[Region labeling items]
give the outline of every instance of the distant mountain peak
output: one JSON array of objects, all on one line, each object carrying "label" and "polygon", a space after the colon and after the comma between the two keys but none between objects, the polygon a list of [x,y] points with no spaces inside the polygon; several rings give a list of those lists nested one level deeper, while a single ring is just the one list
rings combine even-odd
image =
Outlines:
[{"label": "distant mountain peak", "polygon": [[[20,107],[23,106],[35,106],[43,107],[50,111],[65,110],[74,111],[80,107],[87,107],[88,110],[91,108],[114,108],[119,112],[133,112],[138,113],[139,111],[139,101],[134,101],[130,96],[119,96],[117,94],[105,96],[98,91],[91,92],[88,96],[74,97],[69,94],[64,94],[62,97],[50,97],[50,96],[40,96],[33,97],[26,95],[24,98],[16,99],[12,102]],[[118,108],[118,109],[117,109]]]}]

**Your task:** Convert the entries above into a Markdown table with a Row column holding the row number and a Line column holding each line. Cover every entry and skip blank lines.

**Result:**
| Row | Line |
|---|---|
| 1 | give the outline of every instance of the distant mountain peak |
| 2 | output: one JSON array of objects, all on one line, each object carrying "label" and "polygon", a space after the colon and after the comma between the two keys but none between objects, the polygon a list of [x,y] points with no spaces inside the polygon; several rings give a list of those lists nested one level deeper, while a single ring is just the one list |
| 3 | rings combine even-odd |
| 4 | image = |
| 5 | Outlines: |
| 6 | [{"label": "distant mountain peak", "polygon": [[[20,107],[23,106],[35,106],[43,107],[50,111],[65,110],[74,111],[80,107],[87,107],[88,110],[91,108],[114,108],[119,112],[133,112],[138,113],[139,111],[139,101],[134,101],[130,96],[119,96],[117,94],[105,96],[98,91],[91,92],[88,96],[74,97],[69,94],[64,94],[62,97],[50,97],[50,96],[40,96],[33,97],[26,95],[24,98],[16,99],[12,102]],[[118,108],[118,109],[117,109]]]}] |